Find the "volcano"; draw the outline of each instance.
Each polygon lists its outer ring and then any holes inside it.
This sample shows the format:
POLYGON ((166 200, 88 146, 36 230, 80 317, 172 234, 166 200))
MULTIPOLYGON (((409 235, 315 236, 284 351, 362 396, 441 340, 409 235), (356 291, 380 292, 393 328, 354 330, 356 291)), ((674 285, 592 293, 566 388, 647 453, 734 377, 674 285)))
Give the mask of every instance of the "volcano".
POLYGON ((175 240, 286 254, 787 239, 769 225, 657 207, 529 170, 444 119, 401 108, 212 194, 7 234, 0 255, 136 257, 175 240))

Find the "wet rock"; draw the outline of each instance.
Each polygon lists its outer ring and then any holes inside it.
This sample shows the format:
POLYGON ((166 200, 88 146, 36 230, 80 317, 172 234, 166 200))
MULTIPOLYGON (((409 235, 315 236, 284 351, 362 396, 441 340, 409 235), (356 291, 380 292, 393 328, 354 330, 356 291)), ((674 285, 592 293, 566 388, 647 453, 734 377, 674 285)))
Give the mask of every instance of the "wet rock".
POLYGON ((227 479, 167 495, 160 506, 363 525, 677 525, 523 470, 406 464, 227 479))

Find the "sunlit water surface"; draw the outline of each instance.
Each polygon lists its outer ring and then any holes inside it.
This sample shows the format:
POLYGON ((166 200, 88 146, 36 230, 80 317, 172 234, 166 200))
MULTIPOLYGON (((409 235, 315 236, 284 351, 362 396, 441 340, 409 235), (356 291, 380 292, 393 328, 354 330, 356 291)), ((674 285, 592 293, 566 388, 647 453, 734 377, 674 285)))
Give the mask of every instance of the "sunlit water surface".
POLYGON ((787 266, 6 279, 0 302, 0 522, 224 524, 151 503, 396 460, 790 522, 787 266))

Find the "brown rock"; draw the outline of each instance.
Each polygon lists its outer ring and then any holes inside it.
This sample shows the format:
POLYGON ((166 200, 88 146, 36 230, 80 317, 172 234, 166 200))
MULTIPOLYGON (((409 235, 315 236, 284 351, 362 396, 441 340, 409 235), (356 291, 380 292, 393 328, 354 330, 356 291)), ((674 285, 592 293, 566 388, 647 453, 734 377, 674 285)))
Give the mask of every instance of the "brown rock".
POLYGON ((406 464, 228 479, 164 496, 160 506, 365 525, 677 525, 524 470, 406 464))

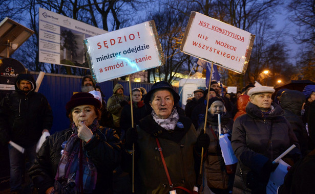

# [Required work]
Rewrite all the rows above, changing every "draw the outline" to "trace the border" and keeping everything else the same. Leave the pictures out.

# [Exercise answer]
Find the "volcano"; trace the border of each instance.
Each polygon lists its outer ring and then any holes inside it.
This sample shows the format:
POLYGON ((166 200, 88 146, 36 230, 80 317, 172 234, 166 200))
MULTIPOLYGON (((409 235, 315 236, 284 351, 362 396, 441 340, 409 235), (356 291, 380 292, 393 328, 354 330, 356 291)), ((674 285, 592 293, 566 388, 647 453, 734 377, 674 285)))
Give the mask of every instance of the "volcano".
POLYGON ((175 240, 286 254, 787 239, 769 225, 657 207, 529 170, 444 119, 401 108, 212 194, 7 234, 0 255, 136 257, 175 240))

Find the "wet rock"; trace the border of each instance.
Each polygon lists its outer ring and then any holes inside it.
This sample shows the format:
POLYGON ((166 200, 88 146, 36 230, 80 317, 172 234, 166 200))
MULTIPOLYGON (((409 235, 315 236, 284 351, 362 396, 441 340, 409 235), (356 291, 380 292, 393 328, 354 330, 356 291)), ((674 285, 592 293, 566 388, 647 453, 734 377, 674 285)))
Give the mask of every instance of the "wet rock".
POLYGON ((227 479, 167 495, 160 506, 363 525, 677 525, 523 470, 406 464, 227 479))

Find the "sunlit water surface"; trace the border of each instance.
Each polygon lists its outer ring and then any holes inside it.
This sample shows the format:
POLYGON ((166 200, 88 146, 36 230, 80 317, 172 234, 166 200))
MULTIPOLYGON (((409 235, 315 236, 284 351, 362 396, 441 340, 409 235), (356 291, 380 292, 393 328, 354 330, 356 291)), ((674 285, 592 293, 566 388, 647 453, 734 377, 674 285)))
Give the mask of every instance of the "sunlit water surface".
POLYGON ((787 266, 6 279, 0 302, 0 522, 224 524, 151 503, 396 460, 790 522, 787 266))

Find the "brown rock"; trace the border of each instance.
Each polygon lists its outer ring and then any holes inside it.
This sample shows the format:
POLYGON ((166 200, 88 146, 36 230, 80 317, 172 234, 166 200))
MULTIPOLYGON (((409 235, 315 236, 284 351, 362 396, 441 340, 409 235), (356 291, 380 292, 393 328, 354 330, 356 291)), ((674 285, 592 293, 566 388, 647 453, 734 377, 674 285)))
Give the mask of every instance of the "brown rock".
POLYGON ((406 464, 228 479, 164 496, 160 506, 365 525, 677 525, 524 470, 406 464))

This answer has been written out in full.